**Text section:**

◆ ◆ ◆ ◆

Covid -19

The second half of 2020 saw a rise, and then a fall, and then another rise in COVID-19 cases. In addition to the direct impact of the virus in terms of hospitalizations and deaths, many traditional events around town were affected by the quarantine orders from the state and county. Following is a roundup of local stories and trends influenced by the pandemic.

July: Cases on the rise

COVID-19 cases are on the rise, with 222,917 cases reported in California as of the first week of July, including 5,980 deaths.

Local restaurants that had reopened for limited indoor dining had to go back to take-out or outdoor dining following new statewide COVID-19 quarantine restrictions.

By the third week of July the San Joaquin County Office of Emergency Services reported that COVID-19 infections had surged to the point where hospital intensive care units were at capacity, with more than half of ICU patients being treated for COVID-19. As of the end of the month the San Joaquin County Department of Public Health was reported that 232 people were being treated for COVID-19 across the county’s seven hospitals.

Tracy Unified and Lammersville Unified school district expected to start the school year with remote instruction. Hybrid schedules that could have students on campus part-time was the alternate plan, should COVID-19 cases be reduced by August when school begins.

Joe Wilson Pool in Dr. Powers Park reopened for the summer, but with strict social distancing and sanitation protocols.

Athletic teams from local high schools had been back into conditioning during the summer but now their school districts were ordering them to halt activities. The California Interscholastic Federation announced that three high school sports seasons for 1920-21 would be compressed into two seasons, with competition to begin in December.

July also saw expansion of coronavirus testing locally, with a new site at the Tracy Sports Complex operated by Planned Parenthood Mar Monte, which has a clinic in Tracy and had been doing testing at McKinley School.

New COVID-19 cases in California hit their summertime peak of 12,807 new cases reported in a single day on July 21, with a peak of 477 cases in San Joaquin County reported on July 15. The state reached its highest single-day death toll for the summer, 219 people, on July 31.

◆ ◆ ◆ ◆

**Work task:** Pick up the COVID-19 roundup after its last sentence and write the next part.

**Information supplied:**
◆ ◆ ◆ ◆

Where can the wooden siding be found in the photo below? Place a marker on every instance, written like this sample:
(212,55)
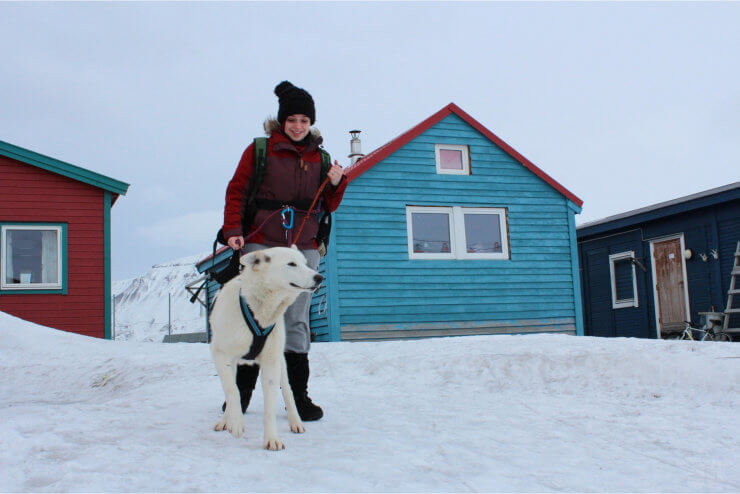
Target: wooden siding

◆ ◆ ◆ ◆

**Answer box:**
August: Peaks reached, city adapts

Hospitalizations for COVID-19 started to decline in San Joaquin County, but reports of new cases in California hit a second summertime peak of 12,614 daily cases on Aug. 14. San Joaquin County’s second summertime peak was on Aug. 8, when 535 new cases were reported.

Tracy Unified School District had ordered 10,000 new laptop computers from Hewlett Packard for remote instruction, but nationwide demand for computers meant that delivery would likely be delayed until October.

The Tracy Boys and Girls Clubs continued to do what it could to serve families, including distribution of free food every Friday through the U.S. Department of Food and Agriculture Coronavirus Food Assistance Program.

The third week of August saw protests in Tracy’s downtown in response to state orders that required many businesses to close. Stylists from Tracy’s salons held a rally, stating that they keep their businesses, including hair cutting and styling, COVID-19-safe, and should be allowed to stay open.

While COVID-19 forced shutdowns and event cancellations, many in town have adapted to the new rules with socially-distanced events. The annual Relay For Life, a benefit to support the American Cancer Society, was held as a drive-through event on Aug. 22 at St. Paul’s Lutheran Church. There was a survivor lap, and Allie Kidd was named Survivor of the Year, and Jamie Flint was Caregiver of the Year. Teams raised $37,239 for cancer research.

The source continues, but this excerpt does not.